▶ _Extracted records_:

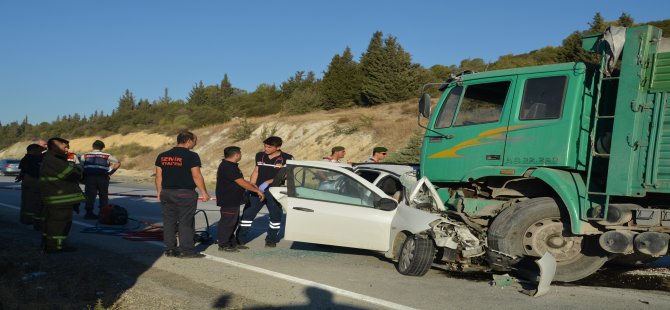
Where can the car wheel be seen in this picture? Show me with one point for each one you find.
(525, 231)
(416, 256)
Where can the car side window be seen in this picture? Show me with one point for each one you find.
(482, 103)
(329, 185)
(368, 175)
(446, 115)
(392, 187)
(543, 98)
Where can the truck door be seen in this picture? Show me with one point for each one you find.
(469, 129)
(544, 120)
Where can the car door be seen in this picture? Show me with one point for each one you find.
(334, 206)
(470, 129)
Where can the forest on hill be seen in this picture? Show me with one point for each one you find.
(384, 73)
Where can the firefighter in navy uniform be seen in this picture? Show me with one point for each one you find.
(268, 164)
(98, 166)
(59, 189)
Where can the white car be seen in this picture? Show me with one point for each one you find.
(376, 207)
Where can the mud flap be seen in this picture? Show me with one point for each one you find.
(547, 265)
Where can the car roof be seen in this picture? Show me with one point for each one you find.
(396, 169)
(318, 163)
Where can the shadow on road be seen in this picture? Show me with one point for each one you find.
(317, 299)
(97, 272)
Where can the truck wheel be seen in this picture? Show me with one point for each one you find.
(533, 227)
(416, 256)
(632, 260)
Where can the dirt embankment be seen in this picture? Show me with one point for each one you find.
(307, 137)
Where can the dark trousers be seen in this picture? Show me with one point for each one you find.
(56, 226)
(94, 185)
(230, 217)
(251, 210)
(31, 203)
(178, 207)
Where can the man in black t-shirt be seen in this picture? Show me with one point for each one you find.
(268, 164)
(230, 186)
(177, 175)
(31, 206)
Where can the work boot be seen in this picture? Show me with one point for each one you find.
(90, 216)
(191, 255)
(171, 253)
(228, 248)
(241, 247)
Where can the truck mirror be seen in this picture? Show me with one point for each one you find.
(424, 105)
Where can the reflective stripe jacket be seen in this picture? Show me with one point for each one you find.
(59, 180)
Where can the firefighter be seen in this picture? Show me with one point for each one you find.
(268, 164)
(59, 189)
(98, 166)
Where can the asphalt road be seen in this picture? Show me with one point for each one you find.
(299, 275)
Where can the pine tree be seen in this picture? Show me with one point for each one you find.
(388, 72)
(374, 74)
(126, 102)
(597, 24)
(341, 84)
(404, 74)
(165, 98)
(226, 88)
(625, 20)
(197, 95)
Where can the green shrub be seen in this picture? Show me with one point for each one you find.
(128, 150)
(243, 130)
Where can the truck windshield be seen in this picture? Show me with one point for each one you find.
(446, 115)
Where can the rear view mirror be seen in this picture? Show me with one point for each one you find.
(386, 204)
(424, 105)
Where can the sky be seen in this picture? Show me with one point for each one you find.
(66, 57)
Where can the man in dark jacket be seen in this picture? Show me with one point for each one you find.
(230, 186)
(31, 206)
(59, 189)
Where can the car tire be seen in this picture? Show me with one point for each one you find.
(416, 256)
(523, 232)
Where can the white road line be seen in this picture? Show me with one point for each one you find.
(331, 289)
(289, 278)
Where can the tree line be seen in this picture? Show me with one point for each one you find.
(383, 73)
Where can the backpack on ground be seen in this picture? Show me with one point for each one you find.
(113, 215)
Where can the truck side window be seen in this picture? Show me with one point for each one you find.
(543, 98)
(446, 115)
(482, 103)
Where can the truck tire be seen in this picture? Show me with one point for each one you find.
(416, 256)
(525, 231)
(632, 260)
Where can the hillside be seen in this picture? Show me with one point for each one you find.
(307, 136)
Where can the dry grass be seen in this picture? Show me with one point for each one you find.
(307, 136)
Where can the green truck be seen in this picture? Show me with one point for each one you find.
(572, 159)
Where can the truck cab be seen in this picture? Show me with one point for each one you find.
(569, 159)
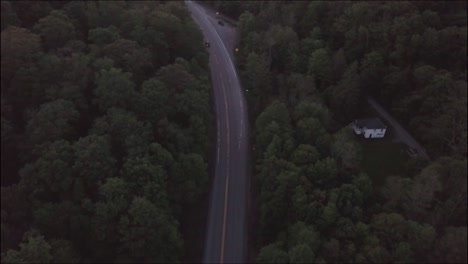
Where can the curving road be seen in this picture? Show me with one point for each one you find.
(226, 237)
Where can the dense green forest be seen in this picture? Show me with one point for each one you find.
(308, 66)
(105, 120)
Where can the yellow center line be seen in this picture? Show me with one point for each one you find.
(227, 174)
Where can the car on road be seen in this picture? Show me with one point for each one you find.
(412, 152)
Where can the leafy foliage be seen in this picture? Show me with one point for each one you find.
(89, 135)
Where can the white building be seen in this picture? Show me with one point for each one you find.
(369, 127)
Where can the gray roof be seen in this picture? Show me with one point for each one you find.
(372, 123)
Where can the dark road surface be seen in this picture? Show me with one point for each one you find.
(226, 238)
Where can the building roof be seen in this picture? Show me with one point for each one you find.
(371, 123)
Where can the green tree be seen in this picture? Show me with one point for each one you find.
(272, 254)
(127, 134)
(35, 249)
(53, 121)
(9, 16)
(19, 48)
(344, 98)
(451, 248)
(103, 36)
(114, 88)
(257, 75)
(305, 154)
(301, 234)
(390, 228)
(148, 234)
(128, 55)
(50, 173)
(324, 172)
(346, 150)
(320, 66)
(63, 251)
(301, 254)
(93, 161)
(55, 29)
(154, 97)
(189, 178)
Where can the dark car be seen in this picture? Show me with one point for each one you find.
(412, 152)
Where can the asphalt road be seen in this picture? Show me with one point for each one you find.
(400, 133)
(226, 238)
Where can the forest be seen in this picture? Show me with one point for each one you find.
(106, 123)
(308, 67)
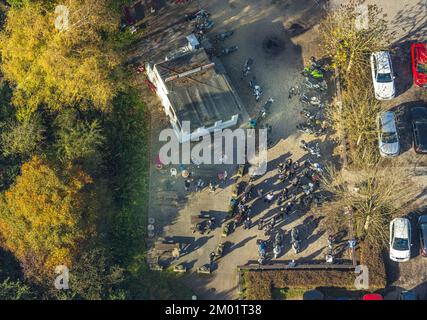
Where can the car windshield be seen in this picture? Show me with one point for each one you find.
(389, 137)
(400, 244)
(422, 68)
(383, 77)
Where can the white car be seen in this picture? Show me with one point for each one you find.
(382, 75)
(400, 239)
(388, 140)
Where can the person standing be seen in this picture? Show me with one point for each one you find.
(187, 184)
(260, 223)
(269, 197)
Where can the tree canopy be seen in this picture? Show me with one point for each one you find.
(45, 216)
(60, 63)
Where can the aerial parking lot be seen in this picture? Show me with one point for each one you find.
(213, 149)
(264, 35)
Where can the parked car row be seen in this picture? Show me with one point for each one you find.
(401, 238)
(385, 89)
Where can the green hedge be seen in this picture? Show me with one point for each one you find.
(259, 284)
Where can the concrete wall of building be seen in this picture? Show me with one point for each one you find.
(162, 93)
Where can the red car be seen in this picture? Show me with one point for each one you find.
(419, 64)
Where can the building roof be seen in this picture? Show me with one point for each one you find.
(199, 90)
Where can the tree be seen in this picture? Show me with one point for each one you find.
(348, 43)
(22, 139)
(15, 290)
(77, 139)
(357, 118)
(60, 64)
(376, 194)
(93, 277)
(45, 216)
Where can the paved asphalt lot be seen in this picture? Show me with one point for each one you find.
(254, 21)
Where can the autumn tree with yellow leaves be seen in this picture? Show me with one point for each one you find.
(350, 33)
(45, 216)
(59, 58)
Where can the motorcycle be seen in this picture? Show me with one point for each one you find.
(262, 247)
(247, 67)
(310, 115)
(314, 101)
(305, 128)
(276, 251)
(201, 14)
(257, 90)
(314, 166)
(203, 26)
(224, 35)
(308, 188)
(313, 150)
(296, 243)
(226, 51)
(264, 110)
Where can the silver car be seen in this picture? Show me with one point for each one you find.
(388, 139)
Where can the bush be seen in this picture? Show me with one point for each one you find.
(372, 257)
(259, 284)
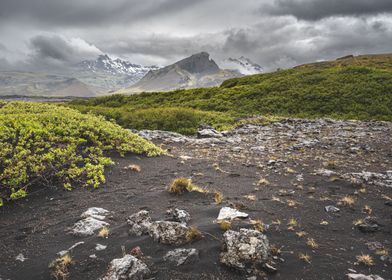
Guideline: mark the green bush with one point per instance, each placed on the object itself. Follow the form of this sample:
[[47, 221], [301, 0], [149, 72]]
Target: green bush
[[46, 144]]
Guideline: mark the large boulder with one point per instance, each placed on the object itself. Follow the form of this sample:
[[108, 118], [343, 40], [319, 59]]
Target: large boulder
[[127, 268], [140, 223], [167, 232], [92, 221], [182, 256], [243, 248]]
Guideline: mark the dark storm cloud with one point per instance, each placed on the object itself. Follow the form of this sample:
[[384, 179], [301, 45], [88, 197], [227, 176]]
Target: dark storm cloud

▶ _Work to be completed_:
Please set down every record above exactly as it appears, leaving out the pictures.

▶ _Answer below_:
Where can the car wheel be seen in this picture? Show me with one point for each one you find.
(525, 231)
(416, 256)
Where can the car side window be seen in this picture? Show me with one point for each one you find.
(482, 103)
(329, 185)
(368, 175)
(446, 115)
(392, 187)
(543, 98)
Where can the truck door be seen in this picture? Show me with one point for each one you find.
(469, 129)
(544, 120)
Where can the car door be seen in this picture? Show me with one point for each one you find.
(334, 206)
(470, 129)
Where can the forest on hill be seen in this picture? Show me with one point for each one you find.
(384, 73)
Where can the firefighter in navy uniform be seen in this picture? Show me with one point for each one you find.
(268, 164)
(98, 166)
(59, 189)
Where can the white car be seen in this picture? Show me with one point for each one you find.
(376, 207)
Where can the mud flap be seen in this picture? Show me with one point for each one you find.
(547, 265)
Where can the car roof be seen in this picture? Show me with one point for each one you find.
(396, 169)
(318, 163)
Where can the shadow on road be seen in this picture? Show me with one point for each one you find.
(317, 299)
(97, 272)
Where can the truck wheel be seen in this picture? Show me with one point for each one you find.
(533, 227)
(416, 256)
(632, 260)
Where can the dirt embankment be seen in this picture? Show me with one point for each one you find.
(307, 137)
Where can the dark trousers be seen in this picture? Show me with one point for each one you find.
(56, 226)
(94, 185)
(230, 217)
(251, 210)
(31, 203)
(178, 207)
Where can the man in black t-shirt be seen in this picture? Show me with one point for each one you find.
(268, 164)
(230, 186)
(177, 175)
(31, 206)
Where can the work boot be seen in this picture? Show me with one point for each one you find.
(90, 216)
(191, 255)
(171, 253)
(228, 248)
(241, 247)
Where can the truck mirror be seen in this picture? Show me with one point for each one you find.
(424, 105)
Where can the reflective stripe jacket be seen in this picture? Show me with one point for each one you find.
(59, 180)
Where can the firefighter be seen in this picture? Show me with one point for each one you find.
(268, 164)
(59, 189)
(98, 166)
Where can the asphalt road be seen in this picture? Show me with one point for each one you find.
(299, 275)
Where can the pine tree be seen in this picture? Show me with one point for each one you find.
(388, 72)
(374, 74)
(126, 102)
(597, 24)
(341, 84)
(404, 74)
(165, 98)
(226, 88)
(625, 20)
(197, 95)
Where can the green shrub be seen in this picture? Show me with one point for each one you find.
(128, 150)
(243, 130)
Where can the truck windshield be seen in this picture? Show me with one point for each one you find.
(446, 115)
Where can the rear view mirror be seen in this picture? Show me with one point for each one you find.
(386, 204)
(424, 105)
Where can the sky be seen in this picture? Show me with one point for each one you find.
(66, 57)
Where can the man in dark jacket be seen in this picture? Show me with one point for each one you find.
(230, 186)
(31, 206)
(59, 189)
Where can the car tire be seen in this picture? Show me with one point for each one you find.
(416, 256)
(523, 232)
Where can the white road line be seen in this picture? Show me with one point for each one you find.
(331, 289)
(289, 278)
Where can the tree line be seen in this picture? Show me with one point for each one you find.
(383, 73)
Where can the backpack on ground be seen in this picture? Show me with one point for each one you find.
(113, 215)
Where can the truck side window be seen in this picture? Show me with one point for each one you find.
(543, 98)
(446, 115)
(482, 103)
Where can the truck tire be seen in this picture? Show me with one point for each one you find.
(416, 256)
(525, 231)
(632, 260)
Where can the hillside be seen in this picture? Show me with one point for each one you find.
(307, 136)
Where can the dry grass be seen in this picture? Show me with one point for each one you find.
(307, 136)
Where can the green truck be seen in this picture? Show me with one point for each one you find.
(572, 159)
Where can the truck cab be seen in this picture? Show me with one point for each one you find.
(569, 159)
Where can the curving road be seen in this picture? Show me with one point for each one you find.
(226, 237)
Where can the dense green forest be seen in this picture? Show me with one point for each one you find.
(308, 66)
(105, 120)
Where can the yellow center line be seen in this picture? Show me with one point for each one you find.
(227, 174)
Where can the car on road be seen in this picture? Show me with one point for each one you find.
(412, 152)
Where can the leafy foliage be seen in this picture? Show me with one point for each one you find.
(89, 135)
Where can the white building be seen in this picture? Show me with one point for each one you find.
(369, 127)
Where can the gray roof be seen in this picture? Show me with one point for each one you find.
(372, 123)
Where can the dark road surface be seen in this picture? Show me with one point for each one you find.
(226, 238)
Where can the building roof be seen in this picture? Show me with one point for each one you find.
(371, 123)
Where can the green tree be seen in this picture? Show me with one point for each one you find.
(272, 254)
(127, 134)
(35, 249)
(53, 121)
(9, 16)
(19, 48)
(344, 98)
(451, 248)
(103, 36)
(114, 88)
(257, 75)
(305, 154)
(301, 234)
(390, 228)
(148, 234)
(128, 55)
(50, 173)
(324, 172)
(346, 150)
(320, 66)
(63, 251)
(301, 254)
(93, 161)
(55, 29)
(154, 97)
(189, 178)
Where can the dark car be seen in this picture? Show me with one point for each one you find.
(412, 152)
Where can the asphalt road be seen in this picture? Show me with one point for each one you find.
(400, 133)
(226, 238)
Where can the forest be seen in this picture? Show me with one point for each one you find.
(106, 123)
(308, 67)
Where can the car windshield be seen in this picture? Show me with one point for each one you find.
(389, 137)
(400, 244)
(422, 68)
(383, 77)
Where can the white car be seen in this picture? Show me with one point for each one you find.
(382, 75)
(400, 239)
(388, 140)
Where can the person standing be seen in this picture? Show me with one point for each one you find.
(187, 184)
(260, 223)
(269, 197)
Where can the tree canopy be seen in this picture? Show me with one point for each one you find.
(45, 216)
(60, 63)
Where can the aerial parking lot be seen in this picture? Show me with one point for each one you find.
(213, 149)
(264, 35)
Where can the parked car row be seen in this picture? Show me with one point for each one you find.
(401, 238)
(385, 89)
Where can the green hedge be seen in this picture? Show me with one point for each one you find.
(259, 284)
Where can the concrete wall of building be seen in this picture? Show me with one point for each one you find.
(162, 93)
Where can the red car be seen in this picture? Show me with one point for each one you find.
(419, 64)
Where can the building roof be seen in this picture? Show me with one point for each one you find.
(199, 90)
Where can the tree be seen in this picture? Show me with one point for each one you find.
(348, 43)
(22, 139)
(15, 290)
(77, 139)
(357, 118)
(60, 64)
(376, 194)
(93, 277)
(45, 216)
Where can the paved asphalt lot be seen in this picture? Show me with one point for each one you find.
(254, 21)
Where can the autumn tree with yellow leaves be seen in this picture? Show me with one point for each one you find.
(350, 33)
(45, 216)
(59, 58)
Where can the motorcycle be seen in this picture? Show me with one point for each one you find.
(262, 247)
(247, 67)
(310, 115)
(314, 101)
(305, 128)
(276, 251)
(201, 14)
(257, 90)
(314, 166)
(203, 26)
(224, 35)
(308, 188)
(313, 150)
(296, 243)
(226, 51)
(264, 110)
Where can the silver car be seen in this picture? Show me with one point for each one you find.
(388, 139)
Where can the bush be seen in this picture? Show me with one point for each one you find.
(372, 257)
(259, 284)
Guideline: mark the green bush with one point per instance, each placed on the object itself. Follow the form of this sample:
[[47, 221], [301, 0], [149, 72]]
Target: green bush
[[46, 144]]
Guideline: mark the large boulder with one point per instance, each placed on the object itself. Follow the form of this sample:
[[108, 118], [343, 40], [319, 59]]
Target: large boulder
[[127, 268], [140, 223], [167, 232], [92, 221], [182, 256], [243, 248]]
Guideline: mark the dark storm cloud with one point per instance, each placed on the object itself. Follow the form of this sample:
[[384, 179], [301, 45], [88, 197], [227, 176]]
Target: dark storm cloud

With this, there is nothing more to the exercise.